--- Input data Enclosed Below ---

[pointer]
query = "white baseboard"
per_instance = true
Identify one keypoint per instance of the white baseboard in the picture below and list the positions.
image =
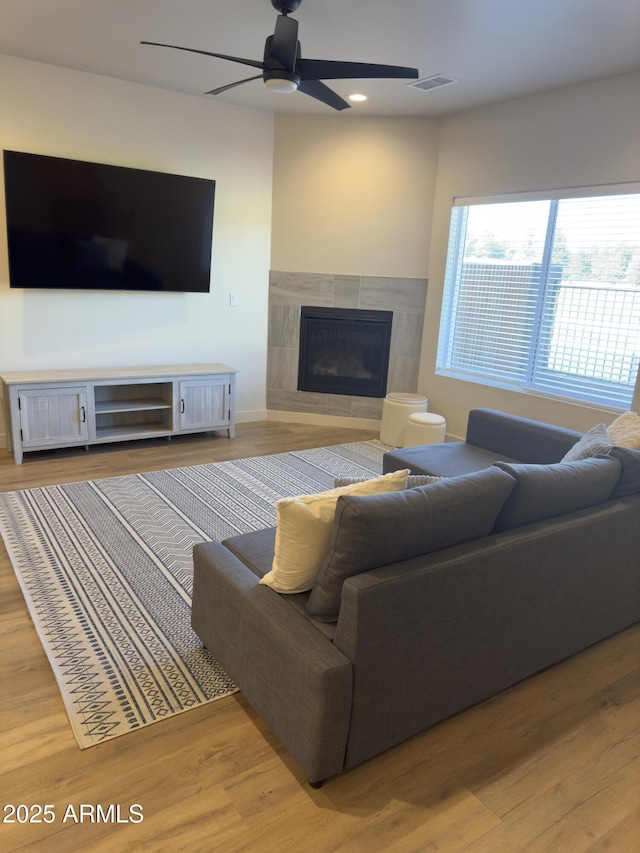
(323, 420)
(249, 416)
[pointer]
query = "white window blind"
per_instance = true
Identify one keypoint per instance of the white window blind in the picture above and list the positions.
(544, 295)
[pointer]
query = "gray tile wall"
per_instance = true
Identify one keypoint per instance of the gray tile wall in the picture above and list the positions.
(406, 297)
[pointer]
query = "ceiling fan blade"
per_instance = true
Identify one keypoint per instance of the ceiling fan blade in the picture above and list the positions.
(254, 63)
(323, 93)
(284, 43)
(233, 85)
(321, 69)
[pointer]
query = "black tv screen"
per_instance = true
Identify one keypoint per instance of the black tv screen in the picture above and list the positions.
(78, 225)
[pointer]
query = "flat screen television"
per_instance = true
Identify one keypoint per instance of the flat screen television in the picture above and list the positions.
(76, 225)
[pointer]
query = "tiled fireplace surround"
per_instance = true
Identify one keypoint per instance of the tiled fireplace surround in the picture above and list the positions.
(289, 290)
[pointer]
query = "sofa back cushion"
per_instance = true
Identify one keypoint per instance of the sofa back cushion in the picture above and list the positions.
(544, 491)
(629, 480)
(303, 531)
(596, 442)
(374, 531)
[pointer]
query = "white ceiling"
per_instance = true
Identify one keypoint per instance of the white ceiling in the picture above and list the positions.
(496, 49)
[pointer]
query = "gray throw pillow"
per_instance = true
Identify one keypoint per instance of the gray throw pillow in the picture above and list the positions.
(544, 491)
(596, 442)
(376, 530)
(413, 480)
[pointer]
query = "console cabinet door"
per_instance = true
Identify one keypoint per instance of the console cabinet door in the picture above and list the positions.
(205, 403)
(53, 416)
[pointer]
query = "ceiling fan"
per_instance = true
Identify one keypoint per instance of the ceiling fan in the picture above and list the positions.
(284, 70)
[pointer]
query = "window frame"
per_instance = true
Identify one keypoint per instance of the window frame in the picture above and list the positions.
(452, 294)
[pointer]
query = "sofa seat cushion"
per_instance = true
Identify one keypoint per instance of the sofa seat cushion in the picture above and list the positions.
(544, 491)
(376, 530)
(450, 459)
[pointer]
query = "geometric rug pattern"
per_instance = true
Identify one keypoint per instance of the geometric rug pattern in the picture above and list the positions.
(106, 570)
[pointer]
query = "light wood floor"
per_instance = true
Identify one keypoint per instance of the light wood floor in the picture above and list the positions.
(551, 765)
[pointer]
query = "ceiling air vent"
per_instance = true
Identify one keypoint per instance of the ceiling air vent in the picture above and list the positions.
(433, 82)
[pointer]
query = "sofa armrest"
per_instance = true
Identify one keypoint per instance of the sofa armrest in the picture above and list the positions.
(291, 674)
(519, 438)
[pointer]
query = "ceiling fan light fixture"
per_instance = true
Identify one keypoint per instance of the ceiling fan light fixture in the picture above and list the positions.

--- End of Enclosed Input data ---

## [Problem statement]
Spot the lines above that mention "baseboard" and copy them.

## [Response for this exercise]
query = "white baseboard"
Identify one keypoint per instance of the white baseboard in the picture below and list the positions.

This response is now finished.